(Source records)
════════════════════
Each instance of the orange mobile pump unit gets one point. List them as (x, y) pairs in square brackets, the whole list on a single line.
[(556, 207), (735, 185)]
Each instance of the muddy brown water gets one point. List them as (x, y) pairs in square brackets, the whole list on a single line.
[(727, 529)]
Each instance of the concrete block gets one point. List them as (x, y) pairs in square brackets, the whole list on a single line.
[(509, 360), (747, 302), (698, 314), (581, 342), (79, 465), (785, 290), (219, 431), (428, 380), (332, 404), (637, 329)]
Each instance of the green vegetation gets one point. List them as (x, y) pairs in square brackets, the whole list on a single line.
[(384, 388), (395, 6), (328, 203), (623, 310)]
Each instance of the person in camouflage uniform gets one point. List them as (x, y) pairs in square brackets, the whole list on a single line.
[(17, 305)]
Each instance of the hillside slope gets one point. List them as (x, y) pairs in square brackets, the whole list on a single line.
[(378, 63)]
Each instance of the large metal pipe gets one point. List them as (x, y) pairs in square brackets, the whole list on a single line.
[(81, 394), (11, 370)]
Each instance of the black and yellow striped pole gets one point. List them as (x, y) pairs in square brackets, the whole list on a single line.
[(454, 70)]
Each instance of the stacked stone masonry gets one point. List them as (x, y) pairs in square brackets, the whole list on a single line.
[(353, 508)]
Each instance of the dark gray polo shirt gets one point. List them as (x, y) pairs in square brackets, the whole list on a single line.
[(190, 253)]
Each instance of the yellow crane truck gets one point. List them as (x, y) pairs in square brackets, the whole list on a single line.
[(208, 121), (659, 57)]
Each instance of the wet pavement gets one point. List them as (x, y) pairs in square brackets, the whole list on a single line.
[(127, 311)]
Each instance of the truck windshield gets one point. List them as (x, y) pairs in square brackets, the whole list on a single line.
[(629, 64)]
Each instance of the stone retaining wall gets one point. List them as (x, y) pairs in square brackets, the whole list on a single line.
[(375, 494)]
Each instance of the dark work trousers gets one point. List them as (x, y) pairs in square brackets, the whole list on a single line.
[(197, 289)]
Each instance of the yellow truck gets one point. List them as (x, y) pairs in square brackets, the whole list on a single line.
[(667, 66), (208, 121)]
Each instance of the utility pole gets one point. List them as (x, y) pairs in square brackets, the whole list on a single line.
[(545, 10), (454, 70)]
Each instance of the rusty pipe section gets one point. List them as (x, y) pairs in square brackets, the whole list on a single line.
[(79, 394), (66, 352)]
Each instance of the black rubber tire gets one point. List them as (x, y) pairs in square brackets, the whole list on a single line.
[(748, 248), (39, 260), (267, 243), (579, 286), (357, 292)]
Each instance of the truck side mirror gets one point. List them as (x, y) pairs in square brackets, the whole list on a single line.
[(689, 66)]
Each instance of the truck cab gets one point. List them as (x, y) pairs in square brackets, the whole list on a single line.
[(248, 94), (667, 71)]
════════════════════
- JOB -
Please recast the stretch of the records from the line containing "Each instance of the yellow truck" through the end of the records as a numbered list, leaving out any blank lines.

- CORRECT OUTPUT -
1. Each instance of the yellow truck gets one point. List them as (x, y) pairs in square brackets, the whole list on a single line.
2. [(667, 66), (208, 121)]
3. Each instance of the utility pole gets one point. List them as (x, y) pairs in square brackets, the whole list on a single line.
4. [(545, 10), (454, 70)]
5. Each instance of the rusty pipe section gets one point. List them as (x, y) pairs in square brackets, the whole list on a single line.
6. [(79, 394), (66, 352)]
7. Each instance of the black rubber tire gets one point. List them as (x, y) pairs in square brackets, the whole list on a single line.
8. [(748, 248), (39, 260), (267, 243), (579, 286), (357, 292)]
9. Each instance of the truck side mirror gets one point. List them as (x, y) pairs in square brackets, the whole list on a single line.
10. [(689, 66)]
11. Each instance of the truck cab gets one point. List them as (x, y) pairs in square brackets, the whole list on a single line.
12. [(248, 94), (667, 71)]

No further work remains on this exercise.